> [Task prompt]
Every line below should be copied exactly; drop the pictures.

> [Provided entries]
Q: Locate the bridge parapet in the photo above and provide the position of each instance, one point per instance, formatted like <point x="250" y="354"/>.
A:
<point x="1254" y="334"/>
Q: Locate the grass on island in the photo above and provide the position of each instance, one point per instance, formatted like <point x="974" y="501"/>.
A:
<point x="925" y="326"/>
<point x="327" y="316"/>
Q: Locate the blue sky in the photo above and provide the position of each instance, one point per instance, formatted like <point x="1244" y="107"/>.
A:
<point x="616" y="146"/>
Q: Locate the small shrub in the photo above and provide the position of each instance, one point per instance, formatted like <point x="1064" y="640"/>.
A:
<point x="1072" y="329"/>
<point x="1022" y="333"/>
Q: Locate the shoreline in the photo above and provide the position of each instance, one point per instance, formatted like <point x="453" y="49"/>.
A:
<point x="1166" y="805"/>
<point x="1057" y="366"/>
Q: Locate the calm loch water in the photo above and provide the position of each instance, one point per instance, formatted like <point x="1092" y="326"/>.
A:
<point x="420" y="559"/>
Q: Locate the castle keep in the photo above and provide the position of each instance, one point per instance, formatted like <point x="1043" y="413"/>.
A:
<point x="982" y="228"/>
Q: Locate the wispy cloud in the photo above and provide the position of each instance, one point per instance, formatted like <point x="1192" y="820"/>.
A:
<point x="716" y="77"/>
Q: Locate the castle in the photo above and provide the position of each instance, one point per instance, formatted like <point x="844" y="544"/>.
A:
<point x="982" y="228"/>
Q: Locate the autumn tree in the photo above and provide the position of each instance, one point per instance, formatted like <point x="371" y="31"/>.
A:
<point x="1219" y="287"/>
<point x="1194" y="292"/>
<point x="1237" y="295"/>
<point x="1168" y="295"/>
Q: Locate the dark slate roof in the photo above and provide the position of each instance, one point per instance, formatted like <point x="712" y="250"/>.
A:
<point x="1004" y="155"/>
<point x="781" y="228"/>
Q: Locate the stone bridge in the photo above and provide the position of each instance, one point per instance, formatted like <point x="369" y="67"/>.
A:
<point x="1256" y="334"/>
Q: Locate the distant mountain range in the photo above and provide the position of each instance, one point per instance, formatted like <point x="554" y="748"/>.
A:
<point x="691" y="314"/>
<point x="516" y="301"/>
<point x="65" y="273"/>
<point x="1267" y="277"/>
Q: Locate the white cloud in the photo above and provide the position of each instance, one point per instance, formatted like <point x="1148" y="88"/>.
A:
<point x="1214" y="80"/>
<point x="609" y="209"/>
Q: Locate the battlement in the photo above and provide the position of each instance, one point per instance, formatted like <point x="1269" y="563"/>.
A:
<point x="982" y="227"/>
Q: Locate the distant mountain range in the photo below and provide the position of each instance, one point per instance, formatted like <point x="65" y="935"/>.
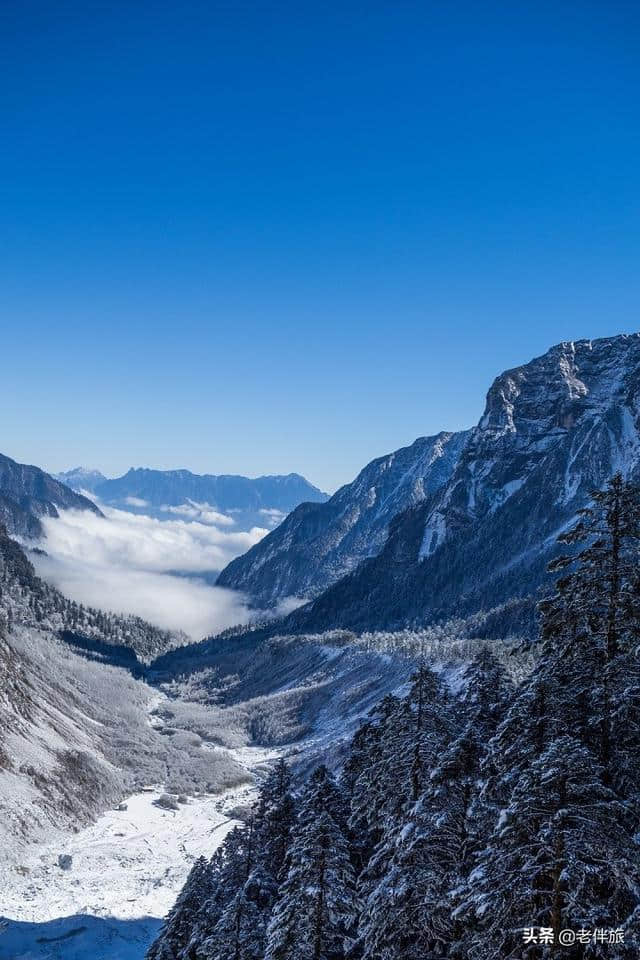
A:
<point x="319" y="543"/>
<point x="28" y="493"/>
<point x="552" y="430"/>
<point x="263" y="501"/>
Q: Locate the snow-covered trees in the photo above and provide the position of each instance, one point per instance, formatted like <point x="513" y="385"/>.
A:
<point x="464" y="816"/>
<point x="315" y="915"/>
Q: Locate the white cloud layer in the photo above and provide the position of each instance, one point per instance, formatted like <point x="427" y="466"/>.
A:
<point x="130" y="563"/>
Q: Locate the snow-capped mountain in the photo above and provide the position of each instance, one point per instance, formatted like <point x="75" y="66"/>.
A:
<point x="28" y="493"/>
<point x="553" y="430"/>
<point x="261" y="501"/>
<point x="81" y="478"/>
<point x="319" y="543"/>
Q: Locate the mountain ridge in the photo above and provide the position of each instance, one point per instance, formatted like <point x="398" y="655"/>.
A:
<point x="317" y="544"/>
<point x="27" y="493"/>
<point x="552" y="430"/>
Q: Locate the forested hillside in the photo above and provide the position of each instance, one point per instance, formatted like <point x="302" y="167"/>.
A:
<point x="479" y="820"/>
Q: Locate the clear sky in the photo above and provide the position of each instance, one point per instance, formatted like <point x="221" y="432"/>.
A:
<point x="259" y="237"/>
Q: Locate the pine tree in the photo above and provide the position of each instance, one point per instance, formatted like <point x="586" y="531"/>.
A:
<point x="561" y="855"/>
<point x="408" y="914"/>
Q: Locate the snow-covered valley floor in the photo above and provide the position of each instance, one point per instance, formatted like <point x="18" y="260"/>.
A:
<point x="125" y="873"/>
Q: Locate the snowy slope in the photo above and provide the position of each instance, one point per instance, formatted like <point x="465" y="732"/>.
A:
<point x="126" y="871"/>
<point x="320" y="542"/>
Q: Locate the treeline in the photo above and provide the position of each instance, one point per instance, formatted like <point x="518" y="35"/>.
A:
<point x="490" y="823"/>
<point x="28" y="600"/>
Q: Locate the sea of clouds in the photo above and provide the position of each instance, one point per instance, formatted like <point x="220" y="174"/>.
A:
<point x="134" y="563"/>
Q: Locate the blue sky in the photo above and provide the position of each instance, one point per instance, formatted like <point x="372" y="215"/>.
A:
<point x="265" y="237"/>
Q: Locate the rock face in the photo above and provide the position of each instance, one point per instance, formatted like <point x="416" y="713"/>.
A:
<point x="552" y="431"/>
<point x="28" y="493"/>
<point x="318" y="544"/>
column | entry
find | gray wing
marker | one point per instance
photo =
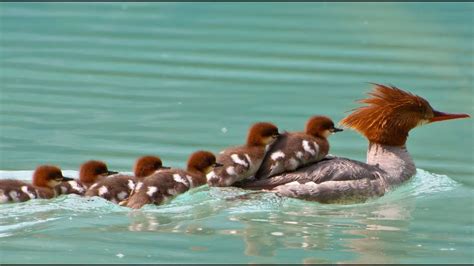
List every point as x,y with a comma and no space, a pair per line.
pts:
330,169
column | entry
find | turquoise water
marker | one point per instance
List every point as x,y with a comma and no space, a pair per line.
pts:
115,81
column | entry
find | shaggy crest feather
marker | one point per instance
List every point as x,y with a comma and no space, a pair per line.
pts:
389,114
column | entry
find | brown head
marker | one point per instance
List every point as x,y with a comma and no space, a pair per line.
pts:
391,113
261,134
93,171
147,165
202,162
48,176
320,126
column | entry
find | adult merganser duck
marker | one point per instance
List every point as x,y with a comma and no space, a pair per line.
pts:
119,187
90,172
385,121
295,149
168,183
45,178
242,162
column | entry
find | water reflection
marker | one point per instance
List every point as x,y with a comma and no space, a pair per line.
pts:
267,224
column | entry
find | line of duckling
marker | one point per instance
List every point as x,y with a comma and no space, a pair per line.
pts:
152,183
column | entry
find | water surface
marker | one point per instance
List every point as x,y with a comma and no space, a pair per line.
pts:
115,81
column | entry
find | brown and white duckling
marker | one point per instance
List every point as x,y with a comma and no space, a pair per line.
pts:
119,187
242,162
296,149
168,183
45,178
90,172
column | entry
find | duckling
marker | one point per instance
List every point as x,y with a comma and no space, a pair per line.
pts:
90,172
168,183
45,178
296,149
119,187
242,162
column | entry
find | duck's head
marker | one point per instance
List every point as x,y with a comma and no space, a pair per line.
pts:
391,113
262,134
48,176
147,165
202,162
93,171
320,126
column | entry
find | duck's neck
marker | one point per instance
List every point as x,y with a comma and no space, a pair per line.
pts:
394,160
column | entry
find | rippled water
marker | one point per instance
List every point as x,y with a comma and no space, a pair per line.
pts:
114,81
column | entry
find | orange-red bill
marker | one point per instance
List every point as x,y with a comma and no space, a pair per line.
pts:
440,116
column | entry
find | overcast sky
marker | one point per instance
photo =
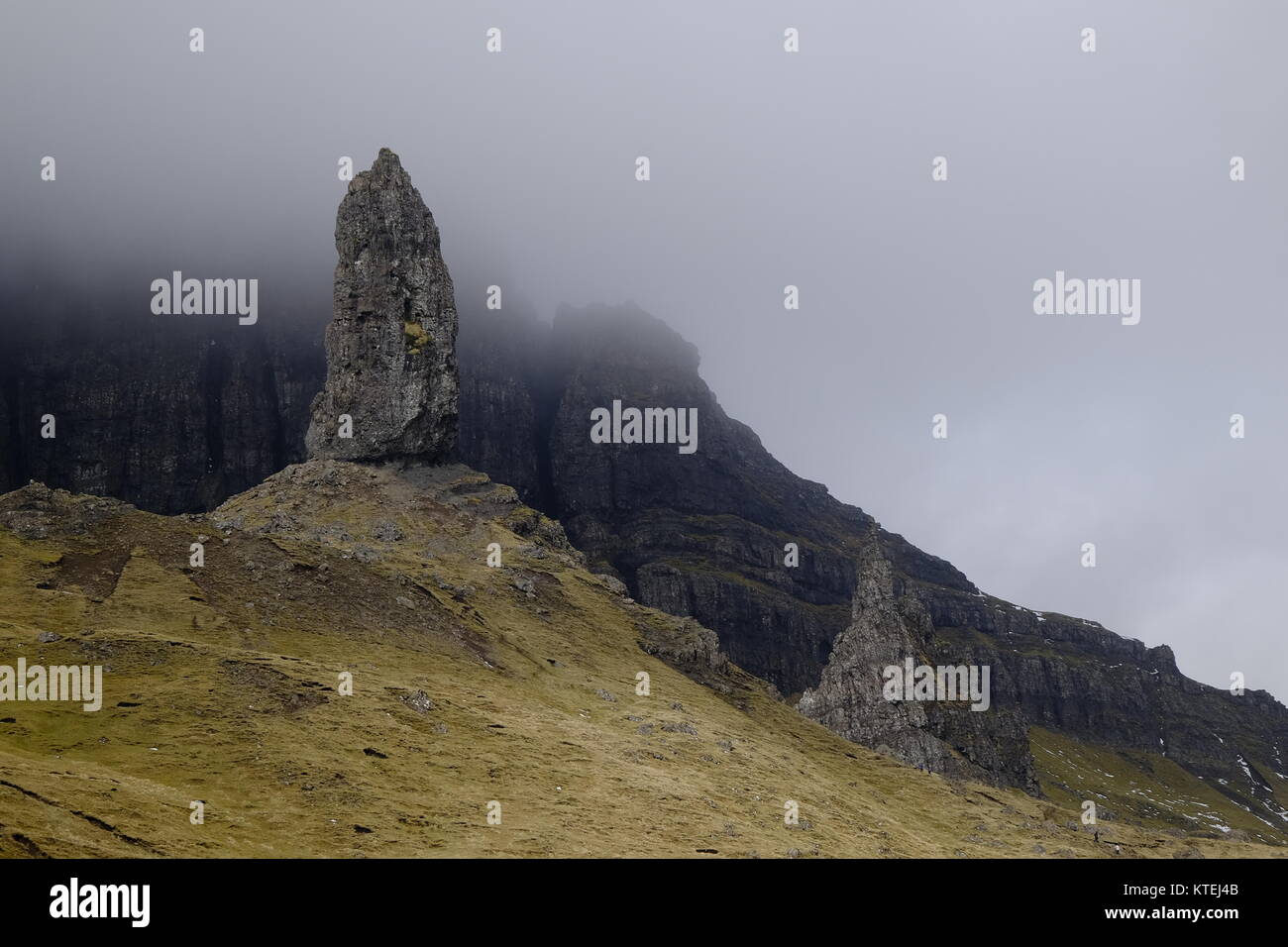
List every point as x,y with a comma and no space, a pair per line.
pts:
769,169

> [Response]
Q: Locate the bridge parapet in the photo above and provide the position of each instance, one point per instance, formatted like <point x="250" y="354"/>.
A:
<point x="1254" y="334"/>
Q: Locate the grass on island in the photo above and provide the position of each instance, one point per instance, formatted like <point x="974" y="501"/>.
A:
<point x="925" y="326"/>
<point x="327" y="316"/>
Q: Locate the blue sky in the photo above and provide the position of each instance, one point per instance, formatted like <point x="1244" y="107"/>.
A:
<point x="616" y="146"/>
Q: Locate the small shrub in the photo above and provide the position of each instance, one point per instance, formatted like <point x="1064" y="640"/>.
A:
<point x="1072" y="329"/>
<point x="1022" y="333"/>
Q: Locate the shoreline in the photo above and provide the position of each instance, one point per instance, formatted like <point x="453" y="49"/>.
A:
<point x="1166" y="805"/>
<point x="1057" y="366"/>
Q: Locate the calm loch water in the photo above and provide the position of each instance, one point per instance, formatted like <point x="1092" y="326"/>.
A:
<point x="420" y="559"/>
Q: Locate the castle keep in the photo above and provide the position of each instance, one point per instance, formatted like <point x="1043" y="413"/>.
A:
<point x="982" y="228"/>
Q: Locate the wispy cloud in the photo above and provide the position of each instance, one point per instance, formatted like <point x="1192" y="820"/>.
A:
<point x="716" y="77"/>
Q: Locate the castle in the photo above and provide the position of each instance, one point per instance, formatted like <point x="844" y="544"/>.
A:
<point x="982" y="228"/>
Q: Locate the autumn tree in the photo above and provide the position of each instance, one point per instance, formatted like <point x="371" y="31"/>.
A:
<point x="1219" y="287"/>
<point x="1194" y="292"/>
<point x="1237" y="295"/>
<point x="1168" y="295"/>
Q: Locate the dark slate roof in the photo above and provide the position of each instance, one point per instance, formatted like <point x="712" y="250"/>.
A:
<point x="1004" y="155"/>
<point x="781" y="228"/>
Q: Locate the stone bridge in the photo above and provide the position of each instance, one point per instance, formatted like <point x="369" y="67"/>.
A:
<point x="1256" y="334"/>
Q: Locate the distant mountain range in the photo above and provide the position of each instance, one point per instance, formatted like <point x="554" y="748"/>.
A:
<point x="691" y="314"/>
<point x="516" y="301"/>
<point x="65" y="273"/>
<point x="1267" y="277"/>
Q: Locate the white cloud in the photo above and provide the position of each instance, one point per instance, formatted like <point x="1148" y="88"/>.
A:
<point x="1214" y="80"/>
<point x="609" y="209"/>
Q: Locate the battlement in the photo above and provide the position of each instance, one point per instance, formatted like <point x="1269" y="563"/>.
A:
<point x="982" y="227"/>
Q: Locate the distant mountain range in the photo below and provide the position of each instance, one point per instance, formatted like <point x="65" y="935"/>.
A:
<point x="319" y="543"/>
<point x="28" y="493"/>
<point x="552" y="430"/>
<point x="263" y="501"/>
Q: Locate the snow-covered trees in the photo above and provide the position of each instance, one point per instance, formatted like <point x="513" y="385"/>.
A:
<point x="464" y="816"/>
<point x="315" y="915"/>
Q: Locate the white cloud layer in the photo above and provide the position of each instance, one point per instance, formatted like <point x="427" y="466"/>.
A:
<point x="130" y="563"/>
Q: Locate the snow-capped mountain in the photo above and provide the position of each instance, one point per instance, formatted like <point x="75" y="66"/>.
A:
<point x="28" y="493"/>
<point x="553" y="430"/>
<point x="261" y="501"/>
<point x="81" y="478"/>
<point x="319" y="543"/>
Q: Locate the mountain ridge in the photo above and provide the position of each instance, one point per instance, formatted like <point x="398" y="655"/>.
A:
<point x="317" y="544"/>
<point x="27" y="493"/>
<point x="552" y="430"/>
Q: Locate the forested hillside in the photo above and provide the position of each instance, one point per instance, formatted like <point x="302" y="167"/>.
A:
<point x="479" y="820"/>
Q: Locate the clear sky in the photo above and provide the position of each instance, one point per instance, formatted like <point x="221" y="432"/>.
A:
<point x="259" y="237"/>
Q: Locate the pine tree in the photo above and provide the position of each instance, one point per instance, formatted like <point x="586" y="531"/>.
A:
<point x="561" y="855"/>
<point x="408" y="914"/>
Q: Locate the snow-covered valley floor in the photo above and provide the position of each instance, one point per instance, formatted like <point x="18" y="260"/>.
A:
<point x="125" y="873"/>
Q: Locate the snowy slope in the photo above and provide the position of each instance, one point per instance, formatted like <point x="465" y="732"/>.
A:
<point x="126" y="871"/>
<point x="320" y="542"/>
Q: Locate the treeline in the photo above and provide the position of each instance, one point per instance, formatted like <point x="518" y="35"/>.
A:
<point x="490" y="823"/>
<point x="28" y="600"/>
Q: Locate the sea of clouds in the photo above and provide the position of each instance, one point per instance, formatted like <point x="220" y="174"/>.
A:
<point x="134" y="563"/>
Q: Locate the blue sky in the photo above and provide the position of each instance, one point per instance, formatted like <point x="372" y="215"/>.
A:
<point x="265" y="237"/>
Q: Locate the rock face in the photo above and provide the position of each instance, one point per instance, formatted like <point x="416" y="713"/>.
A:
<point x="552" y="431"/>
<point x="28" y="493"/>
<point x="318" y="544"/>
column | entry
find | gray wing
marker | one point per instance
photo =
List every point as x,y with a comma and no space, a pair per line.
pts:
330,169
column | entry
find | turquoise water
marker | one point per instance
List every point as x,y with a comma and no space, a pair per line.
pts:
115,81
column | entry
find | shaggy crest feather
marker | one point per instance
List every point as x,y with a comma and no space, a pair per line.
pts:
389,114
column | entry
find | brown head
marker | one point per instance
List every point as x,y with a comma and no space, a pair per line.
pts:
391,113
261,134
93,171
147,165
202,162
48,176
320,126
column | entry
find | adult merganser duck
marker | one point per instance
List every point as x,y with a comma and no space, a pair per line.
pts:
119,187
90,172
385,121
295,149
168,183
45,178
242,162
column | entry
find | water reflection
marker | one point per instance
List every point as x,y with a comma and no space, a pair per line.
pts:
267,224
column | entry
find | line of duckling
marker | one point per instance
List every point as x,y with a comma and no space, a pair per line.
pts:
152,183
column | entry
find | water surface
marker | one point per instance
List every point as x,y with a comma and no space, a pair per line.
pts:
115,81
column | entry
find | brown and white duckling
marker | one point per instance
List every point as x,y with a comma and no space, a pair per line.
pts:
119,187
242,162
296,149
168,183
45,178
90,172
column | entry
find | duckling
marker | one point per instance
List every point as x,y with a comma and no space, a pair per line.
pts:
90,172
168,183
45,178
296,149
119,187
242,162
column | entry
find | duck's head
marker | one point per instance
List every point as x,y with a comma and no space, a pair per line.
pts:
391,113
262,134
48,176
147,165
202,162
93,171
320,126
column | entry
find | duck's neck
marker | one point per instance
List every point as x,y with a comma and no space, a pair per line.
pts:
394,160
column | entry
find | rippled water
marker | one point per instance
List every point as x,y with a comma and no space, a pair per line.
pts:
114,81
column | entry
find | orange-red bill
marker | one point per instance
List every point as x,y with a comma and no space, a pair per line.
pts:
440,116
column | entry
find | overcast sky
marker | one point per instance
photo =
List every point as x,y with a comma and no space, a pair per line.
pts:
769,169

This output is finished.